_REQUIRED WORK_. Only the lines from the line holding "For every instance of the wooden plank, the" through the final line of the entries below are to be returned, exactly as they stand.
========================================================================
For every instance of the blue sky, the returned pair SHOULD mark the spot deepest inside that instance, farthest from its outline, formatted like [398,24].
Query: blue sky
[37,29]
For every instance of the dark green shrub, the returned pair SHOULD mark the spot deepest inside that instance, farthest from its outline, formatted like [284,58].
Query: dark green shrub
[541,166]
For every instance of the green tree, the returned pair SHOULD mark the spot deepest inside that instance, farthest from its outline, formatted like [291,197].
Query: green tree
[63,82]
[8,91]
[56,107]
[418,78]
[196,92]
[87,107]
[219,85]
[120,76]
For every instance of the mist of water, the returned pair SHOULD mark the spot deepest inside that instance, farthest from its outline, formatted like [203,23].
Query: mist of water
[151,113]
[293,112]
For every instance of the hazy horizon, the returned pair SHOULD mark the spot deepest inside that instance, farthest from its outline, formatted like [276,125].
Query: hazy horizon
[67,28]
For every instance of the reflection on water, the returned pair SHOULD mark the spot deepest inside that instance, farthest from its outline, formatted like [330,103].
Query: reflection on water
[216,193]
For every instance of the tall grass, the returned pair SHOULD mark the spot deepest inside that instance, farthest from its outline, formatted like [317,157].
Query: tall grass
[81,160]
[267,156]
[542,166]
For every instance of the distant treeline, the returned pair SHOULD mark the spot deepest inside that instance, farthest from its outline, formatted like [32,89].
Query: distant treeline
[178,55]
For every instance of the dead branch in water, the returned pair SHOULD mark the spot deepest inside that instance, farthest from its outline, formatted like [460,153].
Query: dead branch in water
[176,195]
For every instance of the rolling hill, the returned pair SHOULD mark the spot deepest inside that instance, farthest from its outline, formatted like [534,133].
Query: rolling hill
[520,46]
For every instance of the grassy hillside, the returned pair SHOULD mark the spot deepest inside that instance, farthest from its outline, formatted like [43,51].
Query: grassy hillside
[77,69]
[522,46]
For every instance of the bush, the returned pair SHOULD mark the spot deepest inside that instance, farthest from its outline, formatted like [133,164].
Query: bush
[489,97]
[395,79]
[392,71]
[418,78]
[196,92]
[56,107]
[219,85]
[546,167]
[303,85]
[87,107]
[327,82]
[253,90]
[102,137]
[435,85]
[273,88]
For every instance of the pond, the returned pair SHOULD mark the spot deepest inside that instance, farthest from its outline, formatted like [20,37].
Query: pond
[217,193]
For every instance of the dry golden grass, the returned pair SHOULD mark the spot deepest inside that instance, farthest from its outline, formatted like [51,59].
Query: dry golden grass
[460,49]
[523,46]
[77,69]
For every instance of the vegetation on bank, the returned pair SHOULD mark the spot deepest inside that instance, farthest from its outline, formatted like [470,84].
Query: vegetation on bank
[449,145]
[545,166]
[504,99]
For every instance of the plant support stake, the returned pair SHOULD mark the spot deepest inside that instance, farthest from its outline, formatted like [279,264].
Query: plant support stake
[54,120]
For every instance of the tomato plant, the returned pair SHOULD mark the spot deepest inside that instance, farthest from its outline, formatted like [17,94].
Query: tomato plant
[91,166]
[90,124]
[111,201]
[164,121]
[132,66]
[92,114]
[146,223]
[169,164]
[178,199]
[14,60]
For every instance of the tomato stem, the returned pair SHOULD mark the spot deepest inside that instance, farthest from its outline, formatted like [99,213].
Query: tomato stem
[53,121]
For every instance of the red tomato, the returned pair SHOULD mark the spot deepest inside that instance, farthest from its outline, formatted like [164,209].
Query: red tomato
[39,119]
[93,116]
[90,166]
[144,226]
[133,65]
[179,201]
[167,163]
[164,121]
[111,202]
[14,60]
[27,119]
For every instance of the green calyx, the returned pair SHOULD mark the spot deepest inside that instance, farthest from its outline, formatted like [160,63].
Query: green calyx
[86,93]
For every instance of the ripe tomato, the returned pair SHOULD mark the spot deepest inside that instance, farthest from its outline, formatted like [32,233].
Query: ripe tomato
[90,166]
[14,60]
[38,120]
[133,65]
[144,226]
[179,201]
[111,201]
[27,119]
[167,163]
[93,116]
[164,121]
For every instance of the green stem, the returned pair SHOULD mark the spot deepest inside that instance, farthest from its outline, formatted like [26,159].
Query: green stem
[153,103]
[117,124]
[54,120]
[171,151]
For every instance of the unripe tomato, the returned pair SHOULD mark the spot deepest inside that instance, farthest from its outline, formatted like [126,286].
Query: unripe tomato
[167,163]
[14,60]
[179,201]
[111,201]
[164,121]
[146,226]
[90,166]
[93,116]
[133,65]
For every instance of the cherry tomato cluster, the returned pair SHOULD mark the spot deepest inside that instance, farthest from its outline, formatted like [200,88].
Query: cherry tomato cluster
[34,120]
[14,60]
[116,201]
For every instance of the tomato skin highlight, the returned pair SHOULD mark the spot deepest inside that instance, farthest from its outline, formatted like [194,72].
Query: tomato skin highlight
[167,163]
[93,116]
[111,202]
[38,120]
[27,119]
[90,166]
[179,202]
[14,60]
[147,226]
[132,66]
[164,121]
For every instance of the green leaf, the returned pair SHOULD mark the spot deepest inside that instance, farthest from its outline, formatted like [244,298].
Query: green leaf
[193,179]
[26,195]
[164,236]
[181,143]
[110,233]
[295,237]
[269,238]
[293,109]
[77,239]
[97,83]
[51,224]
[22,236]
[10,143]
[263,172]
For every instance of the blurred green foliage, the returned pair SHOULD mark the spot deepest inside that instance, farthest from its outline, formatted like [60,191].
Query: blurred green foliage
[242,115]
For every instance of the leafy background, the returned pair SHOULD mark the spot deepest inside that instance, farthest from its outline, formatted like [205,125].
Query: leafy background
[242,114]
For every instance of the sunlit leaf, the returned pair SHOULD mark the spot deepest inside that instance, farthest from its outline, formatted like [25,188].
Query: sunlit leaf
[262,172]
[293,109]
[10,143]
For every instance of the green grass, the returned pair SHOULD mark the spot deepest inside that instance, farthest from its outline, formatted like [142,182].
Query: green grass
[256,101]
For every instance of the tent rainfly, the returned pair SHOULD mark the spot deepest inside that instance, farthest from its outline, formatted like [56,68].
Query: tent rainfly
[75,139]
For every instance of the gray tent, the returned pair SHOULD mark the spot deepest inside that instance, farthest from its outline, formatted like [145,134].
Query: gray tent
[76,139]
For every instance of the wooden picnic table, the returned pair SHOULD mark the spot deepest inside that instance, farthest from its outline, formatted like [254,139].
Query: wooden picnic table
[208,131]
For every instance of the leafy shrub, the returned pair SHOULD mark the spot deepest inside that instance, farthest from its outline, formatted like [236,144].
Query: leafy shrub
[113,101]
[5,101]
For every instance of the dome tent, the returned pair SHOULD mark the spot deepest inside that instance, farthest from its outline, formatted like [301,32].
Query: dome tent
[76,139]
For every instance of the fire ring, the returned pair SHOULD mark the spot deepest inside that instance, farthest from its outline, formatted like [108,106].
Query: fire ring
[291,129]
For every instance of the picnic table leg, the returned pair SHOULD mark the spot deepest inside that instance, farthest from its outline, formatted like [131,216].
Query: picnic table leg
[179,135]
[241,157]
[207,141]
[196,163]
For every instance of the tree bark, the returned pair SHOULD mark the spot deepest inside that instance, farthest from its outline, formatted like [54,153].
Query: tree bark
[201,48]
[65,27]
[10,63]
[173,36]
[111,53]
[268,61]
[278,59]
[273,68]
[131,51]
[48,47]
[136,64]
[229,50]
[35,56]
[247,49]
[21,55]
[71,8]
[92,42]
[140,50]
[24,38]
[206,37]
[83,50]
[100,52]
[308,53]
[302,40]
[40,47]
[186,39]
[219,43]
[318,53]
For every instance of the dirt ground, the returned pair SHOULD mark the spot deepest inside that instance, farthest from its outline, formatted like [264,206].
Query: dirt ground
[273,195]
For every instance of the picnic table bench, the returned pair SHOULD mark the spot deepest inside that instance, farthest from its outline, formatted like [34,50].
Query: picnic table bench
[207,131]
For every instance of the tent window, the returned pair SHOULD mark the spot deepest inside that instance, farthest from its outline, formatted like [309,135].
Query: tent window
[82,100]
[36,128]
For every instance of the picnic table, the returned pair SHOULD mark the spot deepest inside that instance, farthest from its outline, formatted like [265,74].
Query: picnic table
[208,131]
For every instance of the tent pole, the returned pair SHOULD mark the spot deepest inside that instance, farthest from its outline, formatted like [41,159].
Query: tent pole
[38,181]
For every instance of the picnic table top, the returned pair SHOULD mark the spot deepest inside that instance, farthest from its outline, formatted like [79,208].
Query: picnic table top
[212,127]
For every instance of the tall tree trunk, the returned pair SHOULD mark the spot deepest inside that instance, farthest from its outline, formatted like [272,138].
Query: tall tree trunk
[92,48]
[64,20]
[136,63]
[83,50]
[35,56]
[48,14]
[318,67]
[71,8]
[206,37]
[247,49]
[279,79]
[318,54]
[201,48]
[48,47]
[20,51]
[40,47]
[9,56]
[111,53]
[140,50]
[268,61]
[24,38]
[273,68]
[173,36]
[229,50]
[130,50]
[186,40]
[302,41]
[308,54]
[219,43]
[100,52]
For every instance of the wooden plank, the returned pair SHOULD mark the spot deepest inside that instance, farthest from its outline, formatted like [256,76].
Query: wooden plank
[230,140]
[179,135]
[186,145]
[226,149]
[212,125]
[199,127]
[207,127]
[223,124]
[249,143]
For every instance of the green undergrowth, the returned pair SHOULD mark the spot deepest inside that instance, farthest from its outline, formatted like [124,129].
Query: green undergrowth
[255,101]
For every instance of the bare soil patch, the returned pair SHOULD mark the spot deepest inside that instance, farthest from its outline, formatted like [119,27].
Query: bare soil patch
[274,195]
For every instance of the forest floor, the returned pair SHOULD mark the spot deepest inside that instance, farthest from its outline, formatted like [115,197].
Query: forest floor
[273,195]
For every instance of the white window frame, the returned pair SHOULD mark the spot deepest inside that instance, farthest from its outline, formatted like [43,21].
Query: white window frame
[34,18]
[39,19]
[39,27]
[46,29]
========================================================================
_RESULT OF THIS TASK_.
For every instance of the wooden plank, the returned pair SHOULD mark the spot deepest inside that instance, farthest from its outline, formatted like [256,76].
Query: wooden plank
[230,140]
[179,135]
[186,145]
[226,149]
[212,125]
[199,127]
[207,127]
[223,124]
[249,143]
For every instance of the green undergrowth, the returned pair SHOULD mark the spot deepest inside that instance, farthest from its outline, formatted like [124,129].
Query: green undergrowth
[255,101]
For every instance of the bare soil patch, the returned pair SHOULD mark the spot deepest inside that instance, farthest from its outline, formatted like [119,27].
Query: bare soil patch
[274,195]
For every instance of the forest floor, the returned pair SHOULD mark the spot deepest inside that instance, farthest from its outline, formatted like [115,197].
Query: forest floor
[273,195]
For every instance of the white window frame, the returned pair SHOULD mark the spot deepest inside that instance, farthest from its outline, formatted like [43,21].
Query: white window frame
[34,18]
[39,19]
[39,27]
[46,29]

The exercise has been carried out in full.